Catholic Charities of the Diocese of Albany operates about
15 food pantries and five soup kitchens in the Capital Region.
During the past three to five years, the number of requests
for services from these locations increased about 40 percent,
according to Joyce. The organization’s emergency-assistance
program, which provides cash aid to individuals seeking help
with payments from prescription drugs to utility bills, also
received increased requests.
Even the usual stereotypes about who uses food banks and soup
kitchens—the homeless or the jobless—have become antiquated,
Joyce says.
“More
and more they’re families. More and more they are people who
might not be homeless, but they can’t pay rent and also buy
food,” she says. “We have a marked increase of the number
of people who came to our soup kitchens who were employed—the
working poor.”
Part of the problem, according to anti-poverty advocates,
is that the minimum wage is unable to support the inflated
costs of today’s society. The federal minimum wage has remained
unchanged at $5.15 since 1997. In New York, the minimum wage
is $6.75, and will increase to $7.15 on Jan. 1.
“The
minimum wage is not a living wage,” says Joyce. “And therefore
people who are living with the minimum wage have to either
get a second job, a third job or go someplace for assistance
to really be able to provide for themselves and their families.”
The minimum wage also can limit welfare recipients’ ability
to grasp at the next rung on the social ladder, according
to Eubanks.

Photo-based referring expression data:
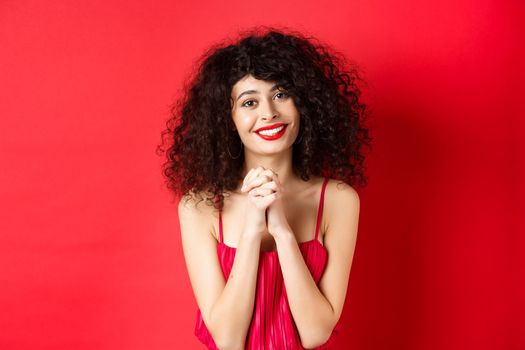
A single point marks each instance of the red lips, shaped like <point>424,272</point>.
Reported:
<point>273,126</point>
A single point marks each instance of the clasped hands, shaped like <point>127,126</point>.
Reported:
<point>266,191</point>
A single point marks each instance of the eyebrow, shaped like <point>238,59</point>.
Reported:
<point>274,87</point>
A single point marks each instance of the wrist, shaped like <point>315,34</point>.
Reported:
<point>283,235</point>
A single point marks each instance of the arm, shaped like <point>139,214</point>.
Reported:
<point>317,310</point>
<point>226,307</point>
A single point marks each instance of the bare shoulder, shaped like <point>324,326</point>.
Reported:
<point>341,200</point>
<point>340,190</point>
<point>195,212</point>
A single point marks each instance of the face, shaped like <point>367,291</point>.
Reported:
<point>259,104</point>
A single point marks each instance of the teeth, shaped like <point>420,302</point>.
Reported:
<point>271,132</point>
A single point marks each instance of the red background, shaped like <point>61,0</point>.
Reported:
<point>90,251</point>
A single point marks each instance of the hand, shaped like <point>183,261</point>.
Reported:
<point>261,194</point>
<point>276,218</point>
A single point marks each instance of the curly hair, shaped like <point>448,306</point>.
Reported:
<point>323,85</point>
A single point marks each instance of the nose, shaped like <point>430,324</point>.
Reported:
<point>267,111</point>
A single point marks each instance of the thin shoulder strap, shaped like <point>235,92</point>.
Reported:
<point>220,227</point>
<point>220,221</point>
<point>320,209</point>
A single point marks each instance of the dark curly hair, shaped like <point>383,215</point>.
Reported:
<point>324,90</point>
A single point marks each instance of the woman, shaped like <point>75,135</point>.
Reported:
<point>268,126</point>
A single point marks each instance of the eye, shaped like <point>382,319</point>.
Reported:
<point>245,103</point>
<point>282,93</point>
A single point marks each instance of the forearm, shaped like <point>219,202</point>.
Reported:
<point>311,311</point>
<point>231,314</point>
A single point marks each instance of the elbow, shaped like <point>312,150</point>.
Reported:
<point>228,343</point>
<point>315,339</point>
<point>226,335</point>
<point>225,340</point>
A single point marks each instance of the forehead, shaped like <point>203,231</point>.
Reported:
<point>248,82</point>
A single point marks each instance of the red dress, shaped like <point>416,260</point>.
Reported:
<point>272,325</point>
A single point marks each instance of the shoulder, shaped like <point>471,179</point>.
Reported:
<point>340,190</point>
<point>341,200</point>
<point>194,211</point>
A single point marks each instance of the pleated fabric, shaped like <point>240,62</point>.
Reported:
<point>272,326</point>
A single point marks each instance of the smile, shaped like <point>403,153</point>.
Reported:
<point>272,134</point>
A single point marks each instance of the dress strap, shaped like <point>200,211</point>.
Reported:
<point>220,228</point>
<point>320,209</point>
<point>217,199</point>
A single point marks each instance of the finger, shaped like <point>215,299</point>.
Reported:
<point>260,191</point>
<point>271,185</point>
<point>253,172</point>
<point>258,181</point>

#### Exercise 1:
Copy the part of the minimum wage excerpt that runs from "During the past" to "received increased requests.".
#### Exercise 2:
In the minimum wage excerpt, what amount will New York's minimum wage rise to on Jan. 1?

#### Your solution 1:
During the past three to five years, the number of requests
for services from these locations increased about 40 percent,
according to Joyce. The organization’s emergency-assistance
program, which provides cash aid to individuals seeking help
with payments from prescription drugs to utility bills, also
received increased requests.

#### Your solution 2:
$7.15